### YOUR OBJECTIVE
Every entry below must be transcribed word for word, and the images must be left out.

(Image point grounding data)
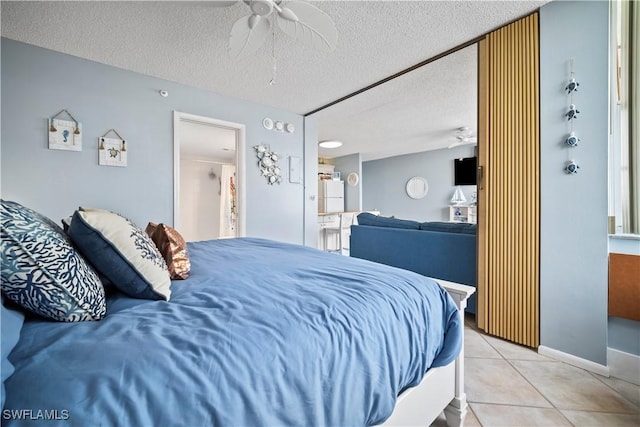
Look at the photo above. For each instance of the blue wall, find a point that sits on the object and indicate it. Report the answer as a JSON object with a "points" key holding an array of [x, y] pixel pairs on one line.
{"points": [[384, 182], [573, 245], [37, 83], [624, 334]]}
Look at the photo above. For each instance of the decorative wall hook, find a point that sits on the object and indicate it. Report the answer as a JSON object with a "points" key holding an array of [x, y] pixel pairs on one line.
{"points": [[65, 134], [571, 167], [52, 127], [572, 113], [572, 140]]}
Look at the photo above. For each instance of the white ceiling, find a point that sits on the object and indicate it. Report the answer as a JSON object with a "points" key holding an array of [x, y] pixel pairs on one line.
{"points": [[187, 42]]}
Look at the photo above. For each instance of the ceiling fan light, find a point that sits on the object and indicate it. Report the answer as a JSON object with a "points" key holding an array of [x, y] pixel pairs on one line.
{"points": [[330, 143], [261, 7]]}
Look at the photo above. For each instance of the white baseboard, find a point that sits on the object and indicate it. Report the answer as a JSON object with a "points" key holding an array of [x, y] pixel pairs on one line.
{"points": [[623, 365], [579, 362]]}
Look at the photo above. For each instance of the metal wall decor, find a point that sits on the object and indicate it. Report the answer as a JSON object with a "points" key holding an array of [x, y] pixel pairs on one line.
{"points": [[65, 134], [278, 125], [571, 140], [268, 164], [112, 151]]}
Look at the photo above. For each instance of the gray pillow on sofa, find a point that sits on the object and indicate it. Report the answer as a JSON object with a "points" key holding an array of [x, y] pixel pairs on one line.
{"points": [[449, 227], [366, 218]]}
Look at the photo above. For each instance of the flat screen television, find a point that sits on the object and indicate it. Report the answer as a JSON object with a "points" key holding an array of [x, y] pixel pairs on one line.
{"points": [[465, 171]]}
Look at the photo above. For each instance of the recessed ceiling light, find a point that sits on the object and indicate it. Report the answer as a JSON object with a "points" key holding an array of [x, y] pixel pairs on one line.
{"points": [[330, 144]]}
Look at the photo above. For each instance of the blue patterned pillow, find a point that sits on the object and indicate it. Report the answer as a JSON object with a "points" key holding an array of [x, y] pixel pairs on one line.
{"points": [[41, 270], [121, 252]]}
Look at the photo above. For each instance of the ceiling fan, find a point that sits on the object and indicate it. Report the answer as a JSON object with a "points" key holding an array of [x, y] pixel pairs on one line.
{"points": [[464, 136], [298, 19]]}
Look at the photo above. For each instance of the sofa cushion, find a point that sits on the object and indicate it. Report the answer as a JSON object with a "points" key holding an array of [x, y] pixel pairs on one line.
{"points": [[449, 227], [41, 270], [366, 218]]}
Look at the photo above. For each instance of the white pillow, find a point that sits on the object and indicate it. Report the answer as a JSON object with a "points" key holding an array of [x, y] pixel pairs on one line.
{"points": [[122, 252]]}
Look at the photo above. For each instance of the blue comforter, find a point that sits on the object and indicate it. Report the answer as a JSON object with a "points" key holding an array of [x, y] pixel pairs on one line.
{"points": [[262, 333]]}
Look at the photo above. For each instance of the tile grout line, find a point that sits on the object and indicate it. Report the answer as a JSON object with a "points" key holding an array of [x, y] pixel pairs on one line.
{"points": [[529, 382], [597, 377]]}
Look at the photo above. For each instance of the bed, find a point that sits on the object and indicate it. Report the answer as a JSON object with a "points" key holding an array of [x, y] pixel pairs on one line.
{"points": [[260, 333]]}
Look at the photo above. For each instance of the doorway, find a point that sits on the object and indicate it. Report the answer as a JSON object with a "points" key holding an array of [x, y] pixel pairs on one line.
{"points": [[208, 177]]}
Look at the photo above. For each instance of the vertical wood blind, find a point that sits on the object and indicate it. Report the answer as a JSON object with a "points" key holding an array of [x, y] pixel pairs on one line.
{"points": [[509, 158]]}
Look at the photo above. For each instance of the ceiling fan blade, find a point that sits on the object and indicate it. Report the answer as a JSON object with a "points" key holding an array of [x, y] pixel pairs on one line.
{"points": [[247, 35], [220, 3], [312, 27]]}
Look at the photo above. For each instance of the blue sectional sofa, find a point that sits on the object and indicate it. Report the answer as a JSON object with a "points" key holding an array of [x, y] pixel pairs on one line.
{"points": [[441, 250]]}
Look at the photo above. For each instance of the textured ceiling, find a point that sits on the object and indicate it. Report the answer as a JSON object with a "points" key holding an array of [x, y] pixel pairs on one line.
{"points": [[187, 42]]}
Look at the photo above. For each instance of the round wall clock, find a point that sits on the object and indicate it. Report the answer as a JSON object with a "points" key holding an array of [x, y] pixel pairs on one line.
{"points": [[417, 187], [353, 179]]}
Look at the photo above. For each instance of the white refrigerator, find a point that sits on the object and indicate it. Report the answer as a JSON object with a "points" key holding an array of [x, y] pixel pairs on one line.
{"points": [[330, 196]]}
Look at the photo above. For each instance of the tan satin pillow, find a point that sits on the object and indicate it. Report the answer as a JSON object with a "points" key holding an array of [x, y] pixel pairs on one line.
{"points": [[173, 248]]}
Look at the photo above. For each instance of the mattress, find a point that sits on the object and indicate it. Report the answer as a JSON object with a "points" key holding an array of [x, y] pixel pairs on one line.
{"points": [[261, 333]]}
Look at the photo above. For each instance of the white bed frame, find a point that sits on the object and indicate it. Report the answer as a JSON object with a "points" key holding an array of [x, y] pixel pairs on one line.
{"points": [[441, 389]]}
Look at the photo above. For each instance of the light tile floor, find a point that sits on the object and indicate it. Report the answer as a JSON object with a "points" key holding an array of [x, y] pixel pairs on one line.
{"points": [[512, 385]]}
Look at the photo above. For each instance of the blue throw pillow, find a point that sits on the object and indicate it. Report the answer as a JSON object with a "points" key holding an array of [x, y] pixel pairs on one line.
{"points": [[42, 271], [122, 252], [366, 218], [449, 227], [12, 321]]}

### SOLUTION TO THIS TASK
Look at the photo above. For each instance of the blue wall, find a point that sits on the object and indicate it. Report the answer as a JSON object with a "points" key holding an array of [x, y] pixel pairs on one line.
{"points": [[384, 182], [573, 245], [37, 83], [624, 334]]}
Look at the photo above. For each instance of the decorative wall hook, find a point that sits on the object and indicate it. Report the answer as a JSON object with a "points" key holding an array of [x, y] pixel pairs on one line.
{"points": [[65, 134], [571, 167], [52, 127], [572, 113], [572, 140]]}
Look at the photo above. For each instance of the white ceiling, find a point that sits on the object and indicate it. Report the answer as a JSON object with a "points" key holding an array of [x, y] pixel pairs on one line.
{"points": [[187, 42]]}
Look at the photo above. For each instance of the ceiling fan light, find a point that sits on the object and indicate it. Report the answer as a JSON object with a "points" key holding an array of [x, y] pixel pairs on one line.
{"points": [[330, 143], [261, 7]]}
Look at the photo above. For each instance of the white baseboard, find a point that sits on the object and indicate it. Report the answer as a JSON object with a "points" key holding an array of [x, y] pixel pairs on one line.
{"points": [[623, 365], [579, 362]]}
Look at the photo above. For each instance of the metal wall decor, find a point that sits on the object and indicate it. Report the answer as a JSON object with a "points" key holding an array of [x, y] pixel pairs on one line.
{"points": [[65, 134], [278, 125], [571, 140], [268, 164], [112, 151]]}
Look at the photo above. For each instance of the gray pillow on sofa, find a point that sits on the object and indicate it. Report the answer as a JSON object with a "points" key holding an array of [x, y] pixel pairs on one line.
{"points": [[449, 227], [366, 218]]}
Look at the photo above. For each instance of the flat screen television, find a point that sits on the object and indicate it. Report the answer as a JSON object with a "points" key holding an array of [x, y] pixel pairs on one line.
{"points": [[465, 171]]}
Look at the photo above. For each instance of the recessed ceiling light, find a point that sits on the object and indicate it. Report the answer as a JSON object with a "points" key holding an array of [x, y] pixel pairs on one line.
{"points": [[330, 144]]}
Look at the photo above. For each instance of the blue patterned pillow, find a point that sits on the object and indicate it. Report the answer as a JSON object with a "points" key holding an array of [x, y] pixel pairs on one line.
{"points": [[41, 270], [121, 252]]}
Look at the photo above. For each instance of the ceiling fan, find a point that sits on the object and indicate it. Report the answer as a JSON object with a "points" key holding an array of [x, y] pixel pairs on one line.
{"points": [[464, 136], [298, 19]]}
Look at the photo above. For each instance of the sofa cushion, find a point that sits on the object and indicate it. Report the answer as a JSON object with a "points" key holding an array of [x, y] pixel pairs on one line.
{"points": [[449, 227], [41, 270], [366, 218]]}
Look at the photo above. For each instance of the white pillow, find a point that sits on the object and indicate it. Report the answer as a JSON object with a "points" key holding an array of [x, y] pixel pairs on one line.
{"points": [[122, 252]]}
Look at the photo above. For each instance of the blue comforter, find a point that sits on the object and indicate it. Report the answer as a JSON object with a "points" key holding an array of [x, y] pixel pairs on one line.
{"points": [[262, 333]]}
Look at the photo above. For each instance of the tile grout line, find a point that sits on the object and indicate it. Report the answer as a JSON object with a "points" key holding an array of [x, y] pixel pairs on one line.
{"points": [[529, 382], [597, 377]]}
Look at the photo above. For each instance of the bed, find a point that sits on the object and indicate it. Report the answer as a JSON object with a "points" key holding an array of [x, y] pixel pairs on one line.
{"points": [[260, 333]]}
Look at the photo above. For each instance of the doorway, find a point that sits on the object and indicate it. Report the answer as a JSON object with a "points" key holding an array of [x, y] pixel pairs on one line.
{"points": [[208, 177]]}
Look at the photo above. For each instance of the vertical wood blind, find a point that sits on the object and indicate it. Report the answer as a JSON object with a "points" key holding an array of [x, y] pixel pairs on one line.
{"points": [[509, 158]]}
Look at the photo above. For each instance of the ceiling fan blade, find a point that sits on the object and indicate it. Report the answer as a JSON object with a "points" key holding an array of [x, y] pixel pairs on one line.
{"points": [[247, 35], [220, 3], [312, 27]]}
Look at the photo above. For each instance of the blue sectional sofa, find a point that sits on the object and indicate it. Report the answer as a JSON object with a "points" key holding an array of [x, y] pixel pairs on one line.
{"points": [[441, 250]]}
Look at the photo above. For each instance of the textured ceiling, find a point that sits on the object and indicate it. Report the answer as a JSON object with a "points" key holding an array of [x, y] pixel pairs on one line.
{"points": [[187, 42]]}
Look at the photo above. For each instance of the round wall clock, find a point that sits on the object and indicate it. Report the answer as a JSON object with a "points" key holding an array of [x, y] pixel pairs on one line.
{"points": [[417, 187], [353, 179]]}
Look at the photo above. For each instance of the white refrigerator, find a point that sits on the object and indicate it. Report the answer as a JSON object with a "points" key holding an array of [x, y] pixel pairs on one line.
{"points": [[330, 196]]}
Look at the photo above. For each instance of the tan satin pillow, find a point that sits on the object and indicate it. Report the answer as a JSON object with a "points" key holding an array of [x, y] pixel pairs on one line.
{"points": [[173, 248]]}
Look at the photo above. For each instance of the mattress, find a point that sits on the object and indicate it. Report the answer as a JSON object with a "points" key holding an array of [x, y] pixel pairs on one line.
{"points": [[261, 333]]}
Look at the photo above. For each instance of the white bed frame, find a point that sits on the object and indicate it. Report the answer as a JSON object with a "points" key holding an array of [x, y] pixel pairs on one line.
{"points": [[441, 389]]}
Look at the photo above. For each instance of the light tile floor, find a point that sits on the object and indicate it. Report the answer as a JSON object with a "points" key holding an array of [x, y] pixel pairs on one line.
{"points": [[512, 385]]}
Look at the photo above. For each instance of the blue throw pillow, find a point that sits on the object and indicate it. Report the answer as a JSON object with a "points" key holding an array of [x, y] pixel pairs on one line.
{"points": [[42, 271], [122, 252], [366, 218], [449, 227], [12, 321]]}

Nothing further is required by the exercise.